▸ WHAT IS ASKED: Reproduce exactly the lines beginning with the line that contains "edge, one point per instance." and ending at the final line of the material below.

Items from a dataset
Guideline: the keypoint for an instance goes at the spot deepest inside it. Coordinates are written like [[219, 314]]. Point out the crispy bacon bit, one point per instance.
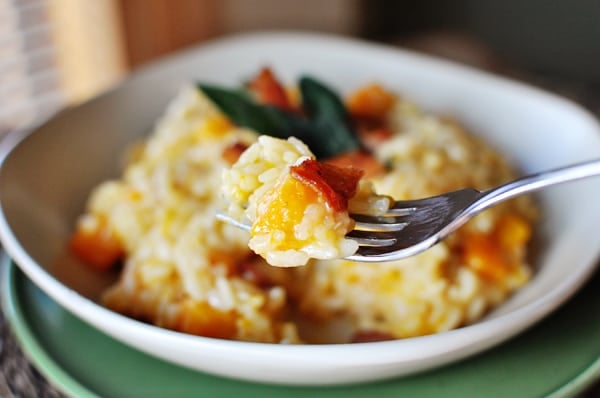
[[333, 183], [269, 91], [232, 153], [367, 336], [358, 160], [98, 248]]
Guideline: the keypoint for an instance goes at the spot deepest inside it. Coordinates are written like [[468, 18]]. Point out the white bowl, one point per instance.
[[47, 174]]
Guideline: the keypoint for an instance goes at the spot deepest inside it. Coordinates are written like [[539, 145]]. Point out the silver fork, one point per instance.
[[413, 226]]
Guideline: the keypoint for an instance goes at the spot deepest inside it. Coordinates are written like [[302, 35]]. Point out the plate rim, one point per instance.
[[60, 378], [32, 348]]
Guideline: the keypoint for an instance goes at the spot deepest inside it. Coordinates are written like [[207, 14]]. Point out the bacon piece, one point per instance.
[[269, 91], [361, 160], [335, 184]]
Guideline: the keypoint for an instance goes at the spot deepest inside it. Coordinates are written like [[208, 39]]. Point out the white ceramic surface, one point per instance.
[[47, 174]]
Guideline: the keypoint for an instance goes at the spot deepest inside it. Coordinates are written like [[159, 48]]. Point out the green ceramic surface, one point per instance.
[[559, 357]]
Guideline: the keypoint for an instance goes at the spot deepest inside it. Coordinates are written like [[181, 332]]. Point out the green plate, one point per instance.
[[559, 357]]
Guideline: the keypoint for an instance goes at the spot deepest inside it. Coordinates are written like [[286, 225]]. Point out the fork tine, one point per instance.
[[377, 224], [401, 208], [367, 239]]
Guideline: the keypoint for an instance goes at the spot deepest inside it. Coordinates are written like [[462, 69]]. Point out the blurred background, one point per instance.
[[59, 52]]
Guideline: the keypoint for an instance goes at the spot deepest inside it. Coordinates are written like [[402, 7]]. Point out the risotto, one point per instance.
[[183, 269]]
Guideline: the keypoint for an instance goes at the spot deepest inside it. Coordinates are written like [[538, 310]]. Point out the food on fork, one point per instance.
[[298, 206], [185, 270]]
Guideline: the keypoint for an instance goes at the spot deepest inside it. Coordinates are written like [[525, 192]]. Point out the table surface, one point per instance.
[[19, 378]]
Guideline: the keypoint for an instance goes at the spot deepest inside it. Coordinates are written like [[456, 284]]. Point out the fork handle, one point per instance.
[[535, 182]]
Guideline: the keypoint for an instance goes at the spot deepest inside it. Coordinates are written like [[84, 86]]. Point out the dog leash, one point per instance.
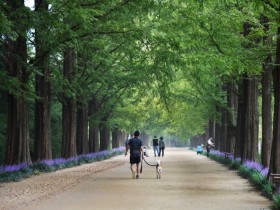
[[148, 163]]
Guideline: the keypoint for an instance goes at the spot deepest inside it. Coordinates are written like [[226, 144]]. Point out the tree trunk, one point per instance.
[[232, 107], [212, 129], [250, 143], [17, 145], [82, 129], [94, 145], [266, 102], [266, 114], [104, 136], [275, 150], [240, 126], [68, 146], [42, 140], [115, 138]]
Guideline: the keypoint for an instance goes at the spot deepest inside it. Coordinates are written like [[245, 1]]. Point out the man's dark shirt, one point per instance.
[[135, 145], [155, 142]]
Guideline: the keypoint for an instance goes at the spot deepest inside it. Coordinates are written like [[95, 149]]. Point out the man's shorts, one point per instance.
[[134, 160]]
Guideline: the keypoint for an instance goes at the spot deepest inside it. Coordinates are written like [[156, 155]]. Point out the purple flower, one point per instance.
[[11, 168]]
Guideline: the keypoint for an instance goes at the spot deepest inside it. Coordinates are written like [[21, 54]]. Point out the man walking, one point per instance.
[[136, 149], [155, 146]]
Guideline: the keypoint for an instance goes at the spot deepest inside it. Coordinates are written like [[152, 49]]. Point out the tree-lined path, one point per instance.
[[188, 182]]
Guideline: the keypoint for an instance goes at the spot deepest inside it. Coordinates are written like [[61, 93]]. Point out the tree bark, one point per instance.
[[42, 140], [115, 138], [250, 143], [94, 144], [275, 150], [240, 124], [266, 114], [17, 145], [266, 102], [68, 146], [104, 136], [82, 129]]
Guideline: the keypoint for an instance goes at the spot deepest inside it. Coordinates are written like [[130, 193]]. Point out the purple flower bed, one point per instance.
[[23, 170]]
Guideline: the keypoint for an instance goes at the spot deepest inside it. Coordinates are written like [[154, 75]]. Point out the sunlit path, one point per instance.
[[188, 182]]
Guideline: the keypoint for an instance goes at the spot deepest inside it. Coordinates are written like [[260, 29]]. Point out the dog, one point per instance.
[[159, 169]]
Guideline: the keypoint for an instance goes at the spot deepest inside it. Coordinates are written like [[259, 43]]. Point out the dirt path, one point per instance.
[[188, 182]]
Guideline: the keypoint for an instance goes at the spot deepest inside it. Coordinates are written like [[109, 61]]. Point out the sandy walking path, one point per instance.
[[189, 181]]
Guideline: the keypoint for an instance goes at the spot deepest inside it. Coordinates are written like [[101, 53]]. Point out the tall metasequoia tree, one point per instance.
[[17, 145], [82, 129], [232, 107], [93, 127], [228, 128], [42, 140], [105, 135], [275, 151], [266, 102], [116, 135], [68, 146], [247, 117], [251, 118]]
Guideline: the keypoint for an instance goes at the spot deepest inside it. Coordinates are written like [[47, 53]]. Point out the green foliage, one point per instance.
[[276, 201]]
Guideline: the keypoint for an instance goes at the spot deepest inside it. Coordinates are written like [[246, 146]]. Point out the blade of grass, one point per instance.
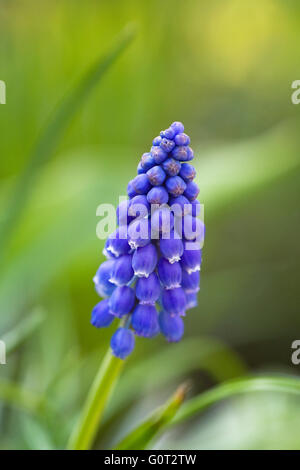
[[141, 436], [23, 330], [53, 131], [99, 394], [235, 387]]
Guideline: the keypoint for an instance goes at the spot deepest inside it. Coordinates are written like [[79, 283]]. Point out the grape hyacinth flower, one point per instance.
[[151, 276]]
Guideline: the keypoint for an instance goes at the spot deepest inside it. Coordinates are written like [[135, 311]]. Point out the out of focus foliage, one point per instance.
[[223, 68]]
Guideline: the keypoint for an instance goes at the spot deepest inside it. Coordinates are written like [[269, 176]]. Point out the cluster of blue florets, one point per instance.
[[151, 281]]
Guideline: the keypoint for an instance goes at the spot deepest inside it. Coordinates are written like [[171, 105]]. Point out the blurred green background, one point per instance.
[[223, 68]]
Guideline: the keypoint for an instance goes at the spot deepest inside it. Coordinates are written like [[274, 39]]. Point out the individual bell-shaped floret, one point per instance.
[[102, 277], [178, 127], [144, 320], [141, 184], [174, 301], [180, 205], [101, 316], [122, 271], [139, 233], [148, 289], [122, 343], [175, 185], [144, 260], [169, 274], [121, 301], [171, 248]]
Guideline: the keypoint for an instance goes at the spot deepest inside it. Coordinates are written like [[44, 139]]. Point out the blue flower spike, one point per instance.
[[152, 273]]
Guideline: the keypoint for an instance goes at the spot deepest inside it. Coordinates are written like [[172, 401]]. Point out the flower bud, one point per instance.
[[158, 154], [191, 259], [175, 185], [141, 184], [190, 282], [171, 166], [182, 139], [174, 301], [156, 141], [180, 153], [178, 127], [180, 205], [187, 172], [130, 190], [147, 161], [102, 283], [191, 191], [122, 271], [156, 175], [167, 145], [138, 206], [191, 300]]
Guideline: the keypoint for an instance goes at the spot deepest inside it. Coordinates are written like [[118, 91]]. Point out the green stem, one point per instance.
[[84, 433]]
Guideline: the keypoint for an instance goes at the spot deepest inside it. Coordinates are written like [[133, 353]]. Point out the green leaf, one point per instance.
[[19, 397], [141, 436], [23, 330], [290, 385], [52, 133]]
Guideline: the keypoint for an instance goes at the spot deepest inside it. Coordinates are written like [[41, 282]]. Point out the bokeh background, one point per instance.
[[225, 69]]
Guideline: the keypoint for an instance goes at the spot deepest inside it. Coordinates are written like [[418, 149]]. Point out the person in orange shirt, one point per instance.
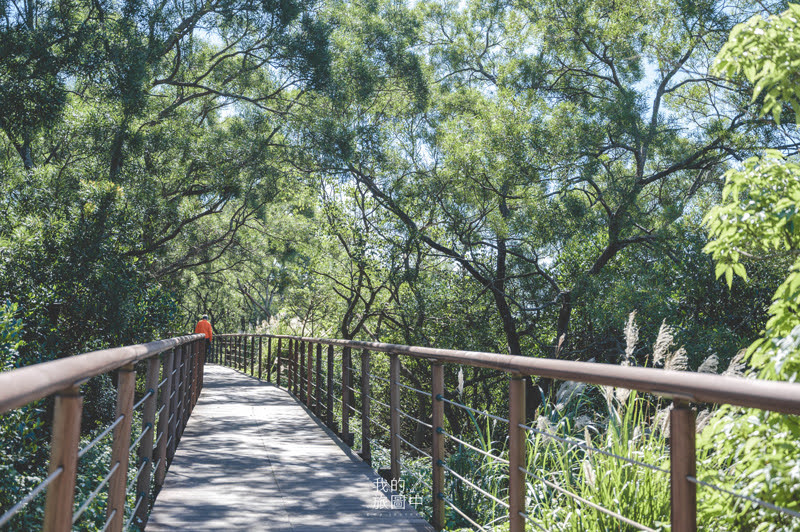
[[204, 327]]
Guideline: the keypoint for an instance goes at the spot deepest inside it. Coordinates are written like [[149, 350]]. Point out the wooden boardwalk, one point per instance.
[[253, 458]]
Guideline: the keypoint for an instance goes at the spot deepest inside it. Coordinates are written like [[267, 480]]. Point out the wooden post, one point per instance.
[[366, 426], [299, 350], [194, 355], [174, 413], [329, 389], [253, 356], [260, 355], [309, 371], [290, 367], [146, 444], [184, 399], [682, 464], [394, 416], [318, 380], [120, 449], [63, 453], [163, 418], [345, 393], [269, 359], [240, 360], [437, 445], [516, 454], [278, 365]]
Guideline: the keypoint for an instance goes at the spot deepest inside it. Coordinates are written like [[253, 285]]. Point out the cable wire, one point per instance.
[[587, 502], [754, 500], [30, 496]]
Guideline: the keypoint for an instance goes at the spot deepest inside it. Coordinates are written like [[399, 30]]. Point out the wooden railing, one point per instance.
[[173, 380], [303, 372]]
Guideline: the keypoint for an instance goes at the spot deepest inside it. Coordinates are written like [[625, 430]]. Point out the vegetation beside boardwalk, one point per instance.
[[512, 177]]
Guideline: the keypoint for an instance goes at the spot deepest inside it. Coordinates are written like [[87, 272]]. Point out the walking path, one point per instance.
[[253, 458]]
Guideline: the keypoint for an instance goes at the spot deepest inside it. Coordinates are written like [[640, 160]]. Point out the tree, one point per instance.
[[759, 218]]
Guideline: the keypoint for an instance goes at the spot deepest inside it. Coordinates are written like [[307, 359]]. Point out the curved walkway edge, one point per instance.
[[253, 458]]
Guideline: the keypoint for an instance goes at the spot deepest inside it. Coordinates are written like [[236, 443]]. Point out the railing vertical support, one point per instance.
[[366, 427], [301, 370], [682, 465], [516, 454], [253, 356], [194, 355], [290, 367], [120, 449], [184, 399], [318, 380], [329, 389], [146, 445], [309, 373], [299, 351], [260, 355], [172, 437], [278, 365], [269, 359], [163, 418], [437, 445], [63, 453], [346, 394], [394, 416]]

▸ WRITTEN RESPONSE:
Guideline: the keypoint for an instance goes at the spot deepest inside it. Coordinates are written like [[307, 359]]. Point out the curved walkway edge, one point per instance.
[[253, 458]]
Guideline: the keypoint for an instance goes at the spot deepest inside it. Coordinates are written like [[236, 443]]. Point out the railing vertical support, one point per instance.
[[366, 427], [301, 370], [682, 465], [516, 454], [253, 356], [194, 355], [290, 367], [120, 449], [184, 399], [318, 380], [329, 389], [146, 445], [309, 373], [299, 351], [260, 355], [172, 437], [278, 365], [269, 359], [163, 418], [437, 445], [63, 453], [346, 394], [394, 416]]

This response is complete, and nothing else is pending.